What the task asks:
Show every line of the entries below that contains the string "clicks".

Records for this exercise:
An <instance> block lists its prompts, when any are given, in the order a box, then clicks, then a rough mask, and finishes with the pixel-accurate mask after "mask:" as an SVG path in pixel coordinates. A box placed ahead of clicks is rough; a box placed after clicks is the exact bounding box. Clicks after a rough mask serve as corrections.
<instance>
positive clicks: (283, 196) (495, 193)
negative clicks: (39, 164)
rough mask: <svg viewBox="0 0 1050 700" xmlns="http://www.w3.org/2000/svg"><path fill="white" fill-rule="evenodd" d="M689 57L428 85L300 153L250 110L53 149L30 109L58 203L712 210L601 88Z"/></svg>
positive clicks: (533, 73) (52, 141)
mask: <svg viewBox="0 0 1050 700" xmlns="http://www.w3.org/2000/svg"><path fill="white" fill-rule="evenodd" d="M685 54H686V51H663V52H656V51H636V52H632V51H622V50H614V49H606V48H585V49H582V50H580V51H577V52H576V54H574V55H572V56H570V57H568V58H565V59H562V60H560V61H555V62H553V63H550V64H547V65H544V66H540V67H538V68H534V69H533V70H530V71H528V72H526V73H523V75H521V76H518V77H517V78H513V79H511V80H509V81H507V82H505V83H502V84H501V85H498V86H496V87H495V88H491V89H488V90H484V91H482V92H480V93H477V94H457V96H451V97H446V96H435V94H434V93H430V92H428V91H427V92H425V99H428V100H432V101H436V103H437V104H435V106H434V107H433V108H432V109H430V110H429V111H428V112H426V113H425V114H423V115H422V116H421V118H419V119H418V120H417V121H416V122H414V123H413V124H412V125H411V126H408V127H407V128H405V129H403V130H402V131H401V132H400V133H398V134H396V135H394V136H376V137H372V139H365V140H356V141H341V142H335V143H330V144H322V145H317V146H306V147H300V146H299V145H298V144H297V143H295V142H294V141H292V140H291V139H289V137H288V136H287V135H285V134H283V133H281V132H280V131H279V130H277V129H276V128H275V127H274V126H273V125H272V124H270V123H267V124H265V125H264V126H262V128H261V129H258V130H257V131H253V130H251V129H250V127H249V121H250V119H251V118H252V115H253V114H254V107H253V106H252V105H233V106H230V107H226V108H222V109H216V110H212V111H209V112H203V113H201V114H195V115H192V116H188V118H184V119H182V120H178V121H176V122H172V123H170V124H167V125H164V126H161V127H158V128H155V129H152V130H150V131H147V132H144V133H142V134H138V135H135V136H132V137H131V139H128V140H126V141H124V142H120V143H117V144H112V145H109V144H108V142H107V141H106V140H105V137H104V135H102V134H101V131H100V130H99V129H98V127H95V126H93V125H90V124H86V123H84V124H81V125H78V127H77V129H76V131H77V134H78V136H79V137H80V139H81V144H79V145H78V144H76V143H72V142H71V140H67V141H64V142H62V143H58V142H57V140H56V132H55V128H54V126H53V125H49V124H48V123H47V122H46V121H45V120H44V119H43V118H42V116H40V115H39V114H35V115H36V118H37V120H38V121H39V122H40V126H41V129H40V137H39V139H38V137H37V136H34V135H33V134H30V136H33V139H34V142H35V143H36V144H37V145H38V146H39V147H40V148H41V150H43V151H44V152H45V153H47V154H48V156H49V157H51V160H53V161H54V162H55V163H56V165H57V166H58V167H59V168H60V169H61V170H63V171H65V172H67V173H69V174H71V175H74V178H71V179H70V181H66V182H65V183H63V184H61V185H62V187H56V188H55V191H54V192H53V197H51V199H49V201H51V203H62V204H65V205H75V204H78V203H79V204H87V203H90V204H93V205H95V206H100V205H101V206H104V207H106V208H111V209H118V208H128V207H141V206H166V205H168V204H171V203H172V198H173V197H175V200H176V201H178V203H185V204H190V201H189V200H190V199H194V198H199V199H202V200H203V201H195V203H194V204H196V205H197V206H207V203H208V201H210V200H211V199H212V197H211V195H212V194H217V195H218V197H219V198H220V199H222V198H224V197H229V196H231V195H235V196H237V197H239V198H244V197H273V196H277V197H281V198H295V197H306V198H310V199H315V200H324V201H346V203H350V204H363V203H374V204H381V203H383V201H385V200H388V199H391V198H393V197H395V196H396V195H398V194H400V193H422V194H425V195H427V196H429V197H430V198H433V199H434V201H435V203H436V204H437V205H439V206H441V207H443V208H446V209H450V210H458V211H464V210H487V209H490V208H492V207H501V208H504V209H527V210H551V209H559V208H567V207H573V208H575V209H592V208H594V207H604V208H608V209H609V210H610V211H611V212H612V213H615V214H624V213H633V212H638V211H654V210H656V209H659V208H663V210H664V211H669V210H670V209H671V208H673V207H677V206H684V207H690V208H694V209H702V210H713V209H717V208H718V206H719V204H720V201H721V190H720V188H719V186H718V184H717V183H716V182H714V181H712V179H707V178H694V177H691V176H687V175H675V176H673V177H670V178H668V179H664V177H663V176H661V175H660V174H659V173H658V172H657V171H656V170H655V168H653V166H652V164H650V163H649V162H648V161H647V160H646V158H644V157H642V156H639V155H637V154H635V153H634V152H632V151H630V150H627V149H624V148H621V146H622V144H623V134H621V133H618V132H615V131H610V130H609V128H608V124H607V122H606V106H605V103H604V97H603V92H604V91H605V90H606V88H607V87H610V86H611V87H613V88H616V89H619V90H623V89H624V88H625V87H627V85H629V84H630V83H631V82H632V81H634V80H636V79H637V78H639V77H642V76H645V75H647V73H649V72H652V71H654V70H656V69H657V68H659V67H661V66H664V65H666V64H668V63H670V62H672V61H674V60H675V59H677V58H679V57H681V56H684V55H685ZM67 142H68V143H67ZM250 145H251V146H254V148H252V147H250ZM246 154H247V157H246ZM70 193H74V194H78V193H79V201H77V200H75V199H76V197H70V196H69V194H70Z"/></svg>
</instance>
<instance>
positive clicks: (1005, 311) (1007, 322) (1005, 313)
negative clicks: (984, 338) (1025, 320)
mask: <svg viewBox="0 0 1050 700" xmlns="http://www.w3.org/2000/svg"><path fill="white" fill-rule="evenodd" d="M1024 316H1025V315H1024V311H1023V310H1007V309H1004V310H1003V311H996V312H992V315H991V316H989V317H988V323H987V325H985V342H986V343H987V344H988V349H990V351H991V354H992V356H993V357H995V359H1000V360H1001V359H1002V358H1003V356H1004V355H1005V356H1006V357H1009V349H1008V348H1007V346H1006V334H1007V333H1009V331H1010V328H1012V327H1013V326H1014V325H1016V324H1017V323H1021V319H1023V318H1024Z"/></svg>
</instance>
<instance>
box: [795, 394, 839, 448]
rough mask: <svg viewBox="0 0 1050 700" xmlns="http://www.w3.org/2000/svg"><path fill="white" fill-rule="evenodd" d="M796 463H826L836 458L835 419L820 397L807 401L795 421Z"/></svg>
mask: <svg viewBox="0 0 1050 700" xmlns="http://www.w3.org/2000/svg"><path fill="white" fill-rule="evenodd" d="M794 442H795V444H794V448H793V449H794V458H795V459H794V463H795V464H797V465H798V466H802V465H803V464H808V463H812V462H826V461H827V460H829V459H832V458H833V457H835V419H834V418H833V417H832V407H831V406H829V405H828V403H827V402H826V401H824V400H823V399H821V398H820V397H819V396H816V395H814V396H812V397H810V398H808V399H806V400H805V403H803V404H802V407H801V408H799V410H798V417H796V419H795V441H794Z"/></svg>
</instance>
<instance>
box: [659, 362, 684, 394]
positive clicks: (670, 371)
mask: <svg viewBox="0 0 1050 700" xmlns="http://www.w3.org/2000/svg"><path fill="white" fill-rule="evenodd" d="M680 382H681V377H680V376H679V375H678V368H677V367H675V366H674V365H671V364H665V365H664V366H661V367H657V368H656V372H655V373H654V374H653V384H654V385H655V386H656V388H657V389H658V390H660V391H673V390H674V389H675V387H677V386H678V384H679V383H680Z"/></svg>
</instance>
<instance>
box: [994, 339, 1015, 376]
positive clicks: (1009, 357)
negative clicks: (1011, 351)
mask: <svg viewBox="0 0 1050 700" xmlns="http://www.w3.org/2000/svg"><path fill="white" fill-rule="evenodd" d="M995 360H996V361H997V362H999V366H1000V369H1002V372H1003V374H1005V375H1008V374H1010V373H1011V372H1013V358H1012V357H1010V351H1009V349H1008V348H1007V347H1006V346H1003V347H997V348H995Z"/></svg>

Answer to this problem:
An <instance> block lists its prompts, when any are given, in the order a box, then clicks, then a rough mask, and finishes with the pixel-accurate mask after "mask:" as an SVG path in pixel coordinates. A box placed ahead of clicks is rough; a box placed after clicks is the exact bounding box. Clicks after a rough mask serve as corrections.
positive clicks: (283, 196) (495, 193)
negative clicks: (39, 164)
positive clicks: (533, 73) (52, 141)
positive clicks: (1005, 311) (1007, 322) (1005, 313)
negative clicks: (984, 338) (1025, 320)
positive clicks: (670, 371)
positive clicks: (1009, 357)
negative clicks: (1011, 351)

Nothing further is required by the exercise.